→ **GOAL OF THE EXERCISE**:
Please sum up the text about the Modern Pharmacy in two sentences.

START READING TEXT

That was the attitude that Kirsch brought to the business when he opened it. Building from the ground up meant starting without a single prescription customer and working 84-hour weeks for the first few years.

“But when you’re young and foolish (you can get away with that,)” Kirsch said.

It didn’t take long for the roots to grow, though. The pharmacy had a soda fountain along one wall that would attract a fiercely loyal lunchtime crowd, with Kirsch’s mother-in-law serving a group that filled every stool and snaked into a line around noontime. Many of the customers from the original era have children or grandchildren who still frequent the pharmacy; Kirsch’s first-ever non-family employee still lives just around the corner on Broadway.

The store even survived a rather unusual move, as the arrival of a bank on the spot the pharmacy initially occupied led to the building being lifted and carried to a new foundation a couple hundred feet away in 1974. It has been there, at 5 Clinton St., ever since.

When it opened, the Modern Pharmacy became either the 10th or 11th independently-owned pharmacy in the city, Kirsch said. That helped create a network of local businessmen who met monthly, shared stories and “used to talk about whether the minimum prescription price should be $1 or less.”

END READING TEXT
START DATASET CONTENT

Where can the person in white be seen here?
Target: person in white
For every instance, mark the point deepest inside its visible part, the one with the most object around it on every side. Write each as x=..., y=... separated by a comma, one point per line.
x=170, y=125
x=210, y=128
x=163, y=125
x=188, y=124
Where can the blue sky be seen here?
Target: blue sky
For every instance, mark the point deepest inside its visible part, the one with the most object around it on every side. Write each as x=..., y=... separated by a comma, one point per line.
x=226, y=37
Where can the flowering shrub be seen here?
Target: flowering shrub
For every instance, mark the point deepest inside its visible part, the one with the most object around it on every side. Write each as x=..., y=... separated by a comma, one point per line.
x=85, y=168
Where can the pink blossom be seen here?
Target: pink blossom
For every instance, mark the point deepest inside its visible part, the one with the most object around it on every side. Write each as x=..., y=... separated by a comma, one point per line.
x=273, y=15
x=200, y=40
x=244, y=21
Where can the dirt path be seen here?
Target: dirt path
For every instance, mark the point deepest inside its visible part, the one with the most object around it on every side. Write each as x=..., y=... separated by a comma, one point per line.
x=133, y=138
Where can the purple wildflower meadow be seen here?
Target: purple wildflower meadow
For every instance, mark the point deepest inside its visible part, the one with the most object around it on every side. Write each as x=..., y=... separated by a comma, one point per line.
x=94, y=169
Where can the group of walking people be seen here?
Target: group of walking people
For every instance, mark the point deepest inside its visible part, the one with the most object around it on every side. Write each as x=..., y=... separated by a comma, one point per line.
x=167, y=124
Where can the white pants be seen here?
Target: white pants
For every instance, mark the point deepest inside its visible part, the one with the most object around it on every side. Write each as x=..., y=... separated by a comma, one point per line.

END DATASET CONTENT

→ **RESULT OF THE TASK**:
Kirsch opened the Modern Pharmacy without a single prescription customer and worked 84-hour weeks for the first few years, but the store soon drew a loyal following, including a lunchtime crowd at its soda fountain and families whose children and grandchildren still shop there. In 1974 the building was lifted and moved a couple hundred feet to 5 Clinton St. after a bank arrived on its original spot, and when it opened it became the city's 10th or 11th independently owned pharmacy, part of a network of local businessmen who met monthly.